**Short exercise:**
Arrange every line of the material below as a numbered list, omitting any blank lines. Leave the pictures out of your answer.

=-=-=-=-=

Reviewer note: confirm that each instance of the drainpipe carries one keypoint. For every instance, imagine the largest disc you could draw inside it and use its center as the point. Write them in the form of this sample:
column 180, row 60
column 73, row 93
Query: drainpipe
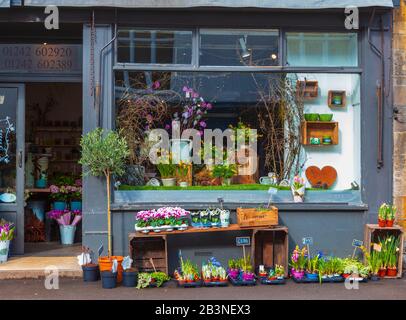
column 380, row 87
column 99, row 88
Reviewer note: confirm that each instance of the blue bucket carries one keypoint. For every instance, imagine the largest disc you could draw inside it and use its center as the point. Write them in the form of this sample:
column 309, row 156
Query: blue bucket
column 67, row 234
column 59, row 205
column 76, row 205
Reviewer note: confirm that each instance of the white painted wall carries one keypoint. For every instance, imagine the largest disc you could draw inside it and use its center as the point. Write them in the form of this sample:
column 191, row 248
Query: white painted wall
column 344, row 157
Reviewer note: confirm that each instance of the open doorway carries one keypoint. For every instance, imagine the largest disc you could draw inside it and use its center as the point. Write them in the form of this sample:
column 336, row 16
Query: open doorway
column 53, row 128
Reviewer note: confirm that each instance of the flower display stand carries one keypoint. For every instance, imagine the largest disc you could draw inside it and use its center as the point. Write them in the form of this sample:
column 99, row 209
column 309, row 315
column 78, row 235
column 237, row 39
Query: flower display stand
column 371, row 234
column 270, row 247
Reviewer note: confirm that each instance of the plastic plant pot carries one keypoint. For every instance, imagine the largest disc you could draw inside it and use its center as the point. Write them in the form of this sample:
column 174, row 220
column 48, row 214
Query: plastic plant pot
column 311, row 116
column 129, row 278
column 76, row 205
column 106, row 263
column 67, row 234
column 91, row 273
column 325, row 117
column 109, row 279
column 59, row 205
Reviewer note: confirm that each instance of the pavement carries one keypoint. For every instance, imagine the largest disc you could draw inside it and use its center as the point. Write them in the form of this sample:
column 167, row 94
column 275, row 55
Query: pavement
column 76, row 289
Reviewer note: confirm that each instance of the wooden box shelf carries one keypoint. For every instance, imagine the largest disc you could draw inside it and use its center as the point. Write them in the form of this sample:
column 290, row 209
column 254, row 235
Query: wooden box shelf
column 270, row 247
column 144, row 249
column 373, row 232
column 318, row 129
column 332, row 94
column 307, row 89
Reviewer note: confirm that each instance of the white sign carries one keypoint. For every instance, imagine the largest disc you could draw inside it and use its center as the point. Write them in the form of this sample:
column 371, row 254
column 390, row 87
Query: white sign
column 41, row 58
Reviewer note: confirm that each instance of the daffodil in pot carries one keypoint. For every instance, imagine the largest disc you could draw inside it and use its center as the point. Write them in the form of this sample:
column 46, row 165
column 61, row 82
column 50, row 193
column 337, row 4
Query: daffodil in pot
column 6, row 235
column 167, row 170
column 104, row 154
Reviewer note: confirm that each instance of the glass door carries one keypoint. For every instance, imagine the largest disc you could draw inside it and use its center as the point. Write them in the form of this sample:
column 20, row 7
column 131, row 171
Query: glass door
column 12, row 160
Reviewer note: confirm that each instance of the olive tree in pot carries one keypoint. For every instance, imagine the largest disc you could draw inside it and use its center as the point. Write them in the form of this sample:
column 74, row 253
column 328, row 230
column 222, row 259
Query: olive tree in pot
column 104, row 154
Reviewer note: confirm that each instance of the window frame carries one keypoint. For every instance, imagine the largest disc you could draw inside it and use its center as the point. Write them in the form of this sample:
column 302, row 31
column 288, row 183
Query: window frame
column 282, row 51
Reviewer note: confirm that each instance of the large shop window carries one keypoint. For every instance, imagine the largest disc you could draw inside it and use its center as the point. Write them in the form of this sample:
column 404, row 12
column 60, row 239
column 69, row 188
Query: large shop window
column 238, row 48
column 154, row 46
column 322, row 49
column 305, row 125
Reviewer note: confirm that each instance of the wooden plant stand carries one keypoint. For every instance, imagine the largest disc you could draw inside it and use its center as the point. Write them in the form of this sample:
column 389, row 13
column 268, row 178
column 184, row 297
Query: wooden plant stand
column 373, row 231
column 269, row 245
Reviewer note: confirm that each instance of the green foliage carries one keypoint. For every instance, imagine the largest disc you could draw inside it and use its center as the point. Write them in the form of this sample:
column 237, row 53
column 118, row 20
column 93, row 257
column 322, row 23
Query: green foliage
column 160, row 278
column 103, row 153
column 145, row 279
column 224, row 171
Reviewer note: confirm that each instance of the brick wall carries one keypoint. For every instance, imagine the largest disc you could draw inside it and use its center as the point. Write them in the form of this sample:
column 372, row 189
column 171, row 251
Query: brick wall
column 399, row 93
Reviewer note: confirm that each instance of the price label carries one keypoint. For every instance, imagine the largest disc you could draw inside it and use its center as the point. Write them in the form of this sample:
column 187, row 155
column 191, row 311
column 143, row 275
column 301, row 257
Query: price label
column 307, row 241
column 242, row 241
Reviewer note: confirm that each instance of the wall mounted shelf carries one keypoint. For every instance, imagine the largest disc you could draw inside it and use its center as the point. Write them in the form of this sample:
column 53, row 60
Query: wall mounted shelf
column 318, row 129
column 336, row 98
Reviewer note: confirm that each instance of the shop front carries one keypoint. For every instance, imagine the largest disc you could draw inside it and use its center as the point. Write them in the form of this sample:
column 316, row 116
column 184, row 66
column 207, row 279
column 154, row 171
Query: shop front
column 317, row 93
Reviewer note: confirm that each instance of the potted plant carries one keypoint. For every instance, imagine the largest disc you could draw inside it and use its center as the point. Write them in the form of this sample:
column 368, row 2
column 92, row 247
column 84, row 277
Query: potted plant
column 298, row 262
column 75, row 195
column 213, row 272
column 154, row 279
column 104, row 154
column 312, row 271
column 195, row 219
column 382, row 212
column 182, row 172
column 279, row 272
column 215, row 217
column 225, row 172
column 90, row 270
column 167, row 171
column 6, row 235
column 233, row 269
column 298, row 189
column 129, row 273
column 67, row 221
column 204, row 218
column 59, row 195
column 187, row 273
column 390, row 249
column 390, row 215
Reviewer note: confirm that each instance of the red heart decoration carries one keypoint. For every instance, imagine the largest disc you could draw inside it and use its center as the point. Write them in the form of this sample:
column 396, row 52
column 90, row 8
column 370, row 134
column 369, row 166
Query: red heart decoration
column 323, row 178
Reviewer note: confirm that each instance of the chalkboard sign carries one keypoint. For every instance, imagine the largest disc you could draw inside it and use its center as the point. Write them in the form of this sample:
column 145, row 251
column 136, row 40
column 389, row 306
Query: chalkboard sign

=-=-=-=-=

**Response:**
1. Reviewer note: confirm that each instance of the drainpipe carries one keypoint. For every instance, imagine the largest disc you could draw inside it and use its center as the point. Write them in the form of this sample:
2. column 180, row 60
3. column 73, row 93
4. Query: drainpipe
5. column 380, row 87
6. column 99, row 88
7. Reviewer note: confirm that each instance of the blue bucket carries one keypoint. For every instance, imagine the largest disc you could draw inside it and use its center as the point. Write them in the form of this sample:
8. column 309, row 156
9. Query: blue bucket
10. column 67, row 234
11. column 59, row 205
12. column 76, row 205
13. Reviewer note: confirm that each instance of the white painted wall carries one keypoint. For every instance, imagine the largest disc you could draw inside it and use its center as the point. Write them in the form of this sample:
14. column 191, row 248
15. Query: white painted wall
16. column 344, row 157
17. Reviewer note: confirm that each instance of the open doorway carries one keypoint. For every instance, imagine the largest disc you could draw inside it and use its center as the point. Write them in the form of this sample:
18. column 336, row 16
19. Query: open doorway
20. column 53, row 128
21. Reviewer note: confirm that each instance of the flower display stand carries one keypoint. For every instance, imagine the largest disc you could draw inside it and use its center as the point. Write them in the form of this sample:
22. column 99, row 209
23. column 309, row 315
24. column 78, row 235
25. column 237, row 39
26. Query: flower display stand
27. column 371, row 234
28. column 270, row 247
29. Reviewer note: confirm that each instance of the plastic plant pot carries one keypoint. For every instance, imagine the largest disc you could draw inside it and use its center as the point. Write them in the form of this sample:
30. column 174, row 220
31. column 48, row 214
32. Query: plastic plant pot
33. column 311, row 116
34. column 129, row 278
35. column 76, row 205
36. column 106, row 263
37. column 67, row 234
38. column 91, row 273
39. column 325, row 117
40. column 109, row 279
41. column 59, row 205
42. Reviewer note: confirm that each instance of the pavement carries one keypoint. For every instance, imagine the largest disc you could draw inside it and use its center as the point. Write them in the form of this sample:
43. column 167, row 94
44. column 275, row 55
45. Query: pavement
46. column 76, row 289
47. Reviewer note: confirm that each instance of the wooden box shelf carries one keypoint. For every instance, imagine the largest disc you could draw inside it and use its center as the point. Write them in the form of this sample:
48. column 290, row 209
49. column 254, row 235
50. Query: wooden box shelf
51. column 270, row 247
52. column 144, row 249
53. column 373, row 232
54. column 318, row 129
55. column 332, row 94
56. column 307, row 89
57. Reviewer note: confirm that each instance of the white sign carries one keypoint. For every instance, imagine the largest disc you could draw inside it and use its center as the point. Write them in the form of this sample:
58. column 371, row 254
59. column 390, row 87
60. Query: white sign
61. column 41, row 58
62. Reviewer note: confirm that each instance of the daffodil in pot carries one keypoint. For every instance, imagine the largest disc you could draw inside it and use its center as the point. Write them in the form of this sample:
63. column 46, row 165
64. column 61, row 82
65. column 50, row 193
66. column 337, row 4
67. Query: daffodil in pot
68. column 6, row 235
69. column 167, row 170
70. column 104, row 154
71. Reviewer note: confirm that each instance of the glass door carries one keypoint. For every instance, imagine the largest disc you could draw inside it and use its center as the point. Write them in the form of this sample:
72. column 20, row 7
73. column 131, row 171
74. Query: glass door
75. column 12, row 160
76. Reviewer note: confirm that each instance of the olive tree in pot carries one keypoint. For every instance, imagine the largest disc you could draw inside it and use its center as the point. Write them in the form of this sample:
77. column 74, row 253
78. column 328, row 230
79. column 222, row 259
80. Query: olive tree in pot
81. column 104, row 154
82. Reviewer note: confirm that each instance of the window frame carries one keypoint. For every instance, imagine the largest disc you could draw inside it and use its center as the point. Write them in the form of this sample:
83. column 302, row 31
84. column 288, row 183
85. Query: window frame
86. column 282, row 51
87. Reviewer note: confirm that each instance of the large shop window carries one keypoint. For every instance, imagine the largest disc you could draw inside it and use its center as the point. Write them in the form of this sample:
88. column 404, row 12
89. column 60, row 239
90. column 69, row 188
91. Query: large shop window
92. column 238, row 48
93. column 154, row 46
94. column 322, row 49
95. column 305, row 125
96. Reviewer note: confirm that each instance of the wooden plant stand carries one keypoint. For every instance, imagine the largest disc you could draw inside it and use its center as the point. Write them in the form of this sample:
97. column 389, row 13
98. column 268, row 178
99. column 184, row 297
100. Query: wooden plant stand
101. column 373, row 231
102. column 269, row 245
103. Reviewer note: confirm that each instance of the green foliage carries one keypoint. For every instance, imagine the largest disc you could draw inside it and use its center as the point. Write them in the form of this sample:
104. column 237, row 53
105. column 118, row 20
106. column 93, row 257
107. column 322, row 23
108. Query: green foliage
109. column 160, row 278
110. column 103, row 153
111. column 145, row 279
112. column 224, row 171
113. Reviewer note: confirm that each instance of the brick wall carries one keypoint. For every instance, imagine the largest disc you could draw inside it and use its center as the point. Write them in the form of this sample:
114. column 372, row 189
115. column 171, row 251
116. Query: brick wall
117. column 399, row 93
118. Reviewer note: confirm that each instance of the price label carries one keypoint. For every instance, imagine the largest disc you could draw inside it and use its center as the point. Write them in the form of this sample:
119. column 187, row 155
120. column 191, row 311
121. column 143, row 275
122. column 301, row 257
123. Query: price label
124. column 307, row 241
125. column 242, row 241
126. Reviewer note: confirm that each instance of the wall mounted shelf carries one keypoint. For every instance, imagine the largest disc you could draw inside it and use its center as the point. Write them in the form of this sample:
127. column 53, row 60
128. Query: wall mounted shelf
129. column 318, row 129
130. column 336, row 98
131. Reviewer note: confirm that each instance of the shop front carries one keypoint. For every instance, imagine the largest disc you could draw inside it and use its center as the point. Write them in the form of this sample:
132. column 316, row 116
133. column 184, row 66
134. column 207, row 279
135. column 154, row 171
136. Query: shop front
137. column 317, row 93
138. Reviewer note: confirm that each instance of the potted plant carries one keypoint. For every instance, imagine the largest disc you could draw inside it and use its center as the point. Write them in the form of this sample:
139. column 368, row 2
140. column 92, row 247
141. column 84, row 277
142. Query: potted plant
143. column 298, row 262
144. column 75, row 195
145. column 213, row 272
146. column 154, row 279
147. column 104, row 154
148. column 312, row 271
149. column 195, row 219
150. column 382, row 212
151. column 182, row 172
152. column 279, row 272
153. column 215, row 217
154. column 225, row 172
155. column 90, row 270
156. column 167, row 171
157. column 6, row 235
158. column 233, row 269
159. column 298, row 189
160. column 129, row 273
161. column 67, row 221
162. column 204, row 218
163. column 59, row 195
164. column 187, row 273
165. column 390, row 249
166. column 390, row 215
167. Reviewer note: confirm that each instance of the red heart decoration carries one keypoint. For every instance, imagine the largest disc you could draw inside it and use its center as the point. Write them in the form of this sample:
168. column 396, row 52
169. column 90, row 8
170. column 370, row 134
171. column 369, row 166
172. Query: red heart decoration
173. column 323, row 178
174. Reviewer note: confirm that each instance of the chalkboard sign carries one keypoint. For every instance, imagine the largest disc you could draw inside it and use its center as the point. Write them in the form of this sample:
175. column 145, row 251
176. column 136, row 40
177. column 389, row 306
178. Query: chalkboard sign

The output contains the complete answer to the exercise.